_What is expected_:
Write every entry out again, exactly as given.

(Source records)
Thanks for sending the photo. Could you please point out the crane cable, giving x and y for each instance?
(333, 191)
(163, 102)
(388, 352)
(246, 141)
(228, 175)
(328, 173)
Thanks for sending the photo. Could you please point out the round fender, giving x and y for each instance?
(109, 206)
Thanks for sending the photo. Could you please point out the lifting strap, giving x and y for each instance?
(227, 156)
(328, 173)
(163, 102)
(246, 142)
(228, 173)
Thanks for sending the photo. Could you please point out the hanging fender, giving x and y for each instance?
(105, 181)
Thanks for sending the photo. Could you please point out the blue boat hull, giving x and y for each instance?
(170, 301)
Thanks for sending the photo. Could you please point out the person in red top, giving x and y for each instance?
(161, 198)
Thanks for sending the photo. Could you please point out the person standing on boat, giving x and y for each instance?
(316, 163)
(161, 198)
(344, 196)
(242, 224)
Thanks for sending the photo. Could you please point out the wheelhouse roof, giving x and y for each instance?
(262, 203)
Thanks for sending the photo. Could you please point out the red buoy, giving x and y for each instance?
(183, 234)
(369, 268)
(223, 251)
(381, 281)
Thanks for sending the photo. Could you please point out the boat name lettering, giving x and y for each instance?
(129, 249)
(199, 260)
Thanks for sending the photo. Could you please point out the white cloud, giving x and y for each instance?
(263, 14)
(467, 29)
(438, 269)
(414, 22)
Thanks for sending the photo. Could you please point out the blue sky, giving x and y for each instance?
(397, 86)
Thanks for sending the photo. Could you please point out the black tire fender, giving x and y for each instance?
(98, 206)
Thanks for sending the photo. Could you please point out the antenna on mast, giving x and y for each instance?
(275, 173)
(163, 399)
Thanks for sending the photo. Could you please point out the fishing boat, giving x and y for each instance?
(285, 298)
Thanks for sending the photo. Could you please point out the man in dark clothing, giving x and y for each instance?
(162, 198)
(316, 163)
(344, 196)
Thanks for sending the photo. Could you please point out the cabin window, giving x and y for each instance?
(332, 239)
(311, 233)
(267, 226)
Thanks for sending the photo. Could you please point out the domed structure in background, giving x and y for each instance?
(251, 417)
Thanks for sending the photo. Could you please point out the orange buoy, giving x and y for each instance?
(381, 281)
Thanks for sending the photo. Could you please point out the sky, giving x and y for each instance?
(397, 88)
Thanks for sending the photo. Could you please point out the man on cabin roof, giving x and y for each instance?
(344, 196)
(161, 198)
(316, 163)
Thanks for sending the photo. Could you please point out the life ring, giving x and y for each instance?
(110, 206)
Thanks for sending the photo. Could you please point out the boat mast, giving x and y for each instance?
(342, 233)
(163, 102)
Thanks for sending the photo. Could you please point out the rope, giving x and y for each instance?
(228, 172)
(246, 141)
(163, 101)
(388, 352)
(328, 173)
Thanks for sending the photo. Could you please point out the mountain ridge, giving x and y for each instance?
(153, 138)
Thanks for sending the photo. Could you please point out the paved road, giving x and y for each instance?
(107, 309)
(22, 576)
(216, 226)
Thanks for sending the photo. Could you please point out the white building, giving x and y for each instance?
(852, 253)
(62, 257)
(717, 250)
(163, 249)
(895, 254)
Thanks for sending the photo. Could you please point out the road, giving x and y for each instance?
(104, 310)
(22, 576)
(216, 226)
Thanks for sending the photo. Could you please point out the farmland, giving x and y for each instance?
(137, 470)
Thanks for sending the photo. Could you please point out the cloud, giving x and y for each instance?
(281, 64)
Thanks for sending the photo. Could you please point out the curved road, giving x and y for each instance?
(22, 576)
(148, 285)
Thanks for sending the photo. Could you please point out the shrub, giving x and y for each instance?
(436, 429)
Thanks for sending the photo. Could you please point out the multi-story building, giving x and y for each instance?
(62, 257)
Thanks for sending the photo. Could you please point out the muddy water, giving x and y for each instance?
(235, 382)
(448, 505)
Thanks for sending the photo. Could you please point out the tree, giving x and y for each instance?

_Response for this exercise_:
Thanks for sending the photo. Could you please point out the crane cable, giving x and y for each instance?
(333, 191)
(163, 102)
(388, 352)
(246, 141)
(228, 175)
(328, 173)
Thanks for sending the photo. Could you please point out the round fender, giving x and y for each instance?
(109, 206)
Thanks for sending the photo. Could you please point out the lifting strap, giving x and y for each instance?
(227, 156)
(328, 173)
(163, 102)
(246, 142)
(228, 173)
Thanks for sending the photo. Could you please point out the hanging fender, giving x and y for each instance?
(105, 181)
Thanks for sending the photo. Could you please point out the blue boat hull, giving x and y for each instance?
(170, 301)
Thanks for sending the photo. Could you please point out the person in red top, giving x and y for each instance?
(161, 198)
Thanks for sending the photo. Could you please point out the person standing on boat, giving x and y for each instance?
(316, 163)
(161, 198)
(344, 196)
(242, 224)
Thanks for sending the photo. Could you please point out the wheelhouse roof, giving x and y for each instance?
(262, 203)
Thanks for sending the photo. Could you please point out the red buoy, giving x and y for each instance?
(183, 234)
(369, 268)
(223, 251)
(381, 281)
Thanks for sending the photo. Could you please point out the boat name lettering, giving x and y for each instance?
(129, 249)
(199, 260)
Thanks for sending the photo. Could you please point out the white cloud, giving x and y for each instance?
(263, 14)
(467, 29)
(438, 269)
(414, 22)
Thanks for sending the photo. Could you please point out the blue sky, giving x and y for each instance?
(397, 86)
Thanks for sending the photo. Could you please point out the black tire fender, giving x and y for each instance?
(98, 206)
Thanks for sending the photo. Could you please point out the antenna on mast, giving x and y for each instance?
(275, 173)
(163, 399)
Thanks for sending the photo. Could you please point out the fishing boat, giving x and y for each instance?
(285, 298)
Thanks for sending the photo. Could you please point out the man in dark clothing, giving x and y for each instance?
(162, 198)
(316, 163)
(344, 196)
Thanks for sending the photo. Could you please point out the cabin window, giving x and y for each instance?
(332, 239)
(311, 233)
(267, 226)
Thanks for sending the photo. Could you please point out the domed structure in background, giving x and y for each instance?
(251, 417)
Thanks for sending the photo. Could you please point out the orange buoy, giving x and y for each instance?
(381, 281)
Thanks for sending the photo. Could you please point out the sky, giving x and y for each instance?
(397, 88)
Thanks for sending the photo. Could you please point out the man on cabin roof, giving x and y for each instance?
(344, 196)
(161, 198)
(316, 163)
Thanks for sending the photo. Could you please point out the life ring, giving x and y for each instance?
(110, 206)
Thanks for sending the photo. Could you please point out the boat mast, giving x and y for each instance?
(342, 233)
(163, 102)
Thanks for sending the photo. Could you please point out the rope, giving x and y for each instance?
(228, 172)
(246, 141)
(163, 101)
(388, 352)
(328, 173)
Thanks for sending the photo. Could you please point out the mountain ridge, giving x and y for each instance?
(153, 138)
Thanks for sending the photo. Could you please point out the paved road, giving x and y for each instance?
(107, 309)
(22, 576)
(216, 226)
Thanks for sending the photo. Could you please point out the white building, giving x and y for each instance?
(852, 253)
(62, 257)
(717, 250)
(163, 249)
(895, 254)
Thanks for sending the photo. Could you please point out the road, giving x and y for each instance?
(104, 310)
(22, 576)
(216, 226)
Thanks for sending the photo. Could you please point out the farmland, giving x and y for each instance?
(137, 470)
Thanks for sending the photo. Could you please point out the cloud, giving x and y for each instance?
(281, 64)
Thanks for sending the photo. Could you please point out the curved road, giving x and y for each instance?
(22, 576)
(148, 285)
Thanks for sending the photo. Could you please point out the shrub, giving x and y for each instance?
(436, 429)
Thanks for sending the photo. Could you please point out the multi-story building, giving x and y for each instance?
(62, 257)
Thanks for sending the photo. Could you please point out the muddy water, giving x and y for each instance?
(235, 382)
(448, 505)
Thanks for sending the photo. Could you please point out the tree, giving x and y for each instance?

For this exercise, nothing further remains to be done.